About this exercise – Only lines containing the word "surface" are needed; pull them out of the material.

Records to use –
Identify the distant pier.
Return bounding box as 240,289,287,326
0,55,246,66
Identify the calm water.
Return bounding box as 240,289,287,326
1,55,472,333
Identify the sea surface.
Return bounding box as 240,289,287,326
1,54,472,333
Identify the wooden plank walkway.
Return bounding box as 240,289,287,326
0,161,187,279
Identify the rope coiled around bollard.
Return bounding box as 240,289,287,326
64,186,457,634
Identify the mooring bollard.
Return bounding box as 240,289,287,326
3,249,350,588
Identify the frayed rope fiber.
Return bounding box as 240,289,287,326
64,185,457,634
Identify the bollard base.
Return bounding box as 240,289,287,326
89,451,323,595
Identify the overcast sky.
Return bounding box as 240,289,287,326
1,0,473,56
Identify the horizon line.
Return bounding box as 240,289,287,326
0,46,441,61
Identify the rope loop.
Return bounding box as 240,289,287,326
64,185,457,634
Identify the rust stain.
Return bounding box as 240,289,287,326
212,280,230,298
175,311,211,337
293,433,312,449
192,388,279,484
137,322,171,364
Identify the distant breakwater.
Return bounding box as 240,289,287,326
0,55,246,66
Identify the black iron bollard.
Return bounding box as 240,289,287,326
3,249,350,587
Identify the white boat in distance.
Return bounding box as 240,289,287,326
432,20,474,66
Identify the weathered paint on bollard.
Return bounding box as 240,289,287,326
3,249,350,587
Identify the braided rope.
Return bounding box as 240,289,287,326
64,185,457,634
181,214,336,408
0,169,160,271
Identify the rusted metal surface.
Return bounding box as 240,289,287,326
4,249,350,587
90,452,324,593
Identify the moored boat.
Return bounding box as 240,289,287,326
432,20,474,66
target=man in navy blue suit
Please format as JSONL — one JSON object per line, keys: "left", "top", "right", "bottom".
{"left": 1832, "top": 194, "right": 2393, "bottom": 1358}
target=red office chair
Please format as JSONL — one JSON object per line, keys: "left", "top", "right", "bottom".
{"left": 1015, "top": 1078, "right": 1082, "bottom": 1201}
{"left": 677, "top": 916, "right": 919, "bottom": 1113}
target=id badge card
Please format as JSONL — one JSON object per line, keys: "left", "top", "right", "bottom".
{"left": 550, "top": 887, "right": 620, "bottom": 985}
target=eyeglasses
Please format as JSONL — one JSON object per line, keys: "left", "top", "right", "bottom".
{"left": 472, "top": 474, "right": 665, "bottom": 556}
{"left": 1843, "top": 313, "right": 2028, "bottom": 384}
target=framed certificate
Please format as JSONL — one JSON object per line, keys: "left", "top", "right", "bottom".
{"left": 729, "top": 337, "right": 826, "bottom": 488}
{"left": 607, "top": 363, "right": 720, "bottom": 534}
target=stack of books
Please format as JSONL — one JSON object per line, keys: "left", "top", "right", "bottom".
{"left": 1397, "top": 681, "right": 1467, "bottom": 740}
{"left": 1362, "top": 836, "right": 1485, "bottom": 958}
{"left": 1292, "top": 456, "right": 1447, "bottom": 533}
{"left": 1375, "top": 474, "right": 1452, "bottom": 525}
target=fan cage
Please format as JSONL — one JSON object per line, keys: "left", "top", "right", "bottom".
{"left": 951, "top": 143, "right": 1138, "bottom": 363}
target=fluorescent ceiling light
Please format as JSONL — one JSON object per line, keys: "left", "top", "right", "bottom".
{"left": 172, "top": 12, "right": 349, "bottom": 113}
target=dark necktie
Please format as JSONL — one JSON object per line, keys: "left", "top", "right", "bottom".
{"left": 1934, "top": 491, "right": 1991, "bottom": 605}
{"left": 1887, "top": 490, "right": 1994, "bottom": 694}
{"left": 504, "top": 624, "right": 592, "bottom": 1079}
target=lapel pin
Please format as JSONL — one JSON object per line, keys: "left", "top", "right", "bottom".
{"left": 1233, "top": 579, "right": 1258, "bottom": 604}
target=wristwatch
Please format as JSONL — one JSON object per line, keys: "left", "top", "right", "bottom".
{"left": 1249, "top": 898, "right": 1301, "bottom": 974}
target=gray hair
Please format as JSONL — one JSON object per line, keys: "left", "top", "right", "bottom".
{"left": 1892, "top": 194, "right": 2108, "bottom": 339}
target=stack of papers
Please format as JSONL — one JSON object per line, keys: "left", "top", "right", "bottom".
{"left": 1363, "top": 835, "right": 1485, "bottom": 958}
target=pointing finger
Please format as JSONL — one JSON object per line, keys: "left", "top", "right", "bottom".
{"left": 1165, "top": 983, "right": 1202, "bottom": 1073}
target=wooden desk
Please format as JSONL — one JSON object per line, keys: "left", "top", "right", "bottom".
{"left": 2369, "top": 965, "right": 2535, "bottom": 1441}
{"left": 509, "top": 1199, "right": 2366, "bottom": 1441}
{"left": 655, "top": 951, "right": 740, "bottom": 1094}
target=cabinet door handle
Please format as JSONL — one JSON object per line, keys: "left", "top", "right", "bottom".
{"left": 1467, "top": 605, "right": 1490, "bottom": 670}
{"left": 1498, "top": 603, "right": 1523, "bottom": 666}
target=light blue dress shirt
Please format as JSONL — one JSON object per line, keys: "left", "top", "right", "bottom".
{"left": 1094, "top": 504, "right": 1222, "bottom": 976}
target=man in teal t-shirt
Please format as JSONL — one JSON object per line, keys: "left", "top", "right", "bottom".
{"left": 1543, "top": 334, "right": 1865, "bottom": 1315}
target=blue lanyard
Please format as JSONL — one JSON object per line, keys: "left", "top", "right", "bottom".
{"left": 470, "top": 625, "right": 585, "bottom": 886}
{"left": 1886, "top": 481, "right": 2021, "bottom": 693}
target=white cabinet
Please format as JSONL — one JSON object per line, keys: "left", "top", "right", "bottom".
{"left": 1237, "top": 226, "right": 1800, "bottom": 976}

Reply to the task –
Identify the sea surface.
Identify the rusted metal surface.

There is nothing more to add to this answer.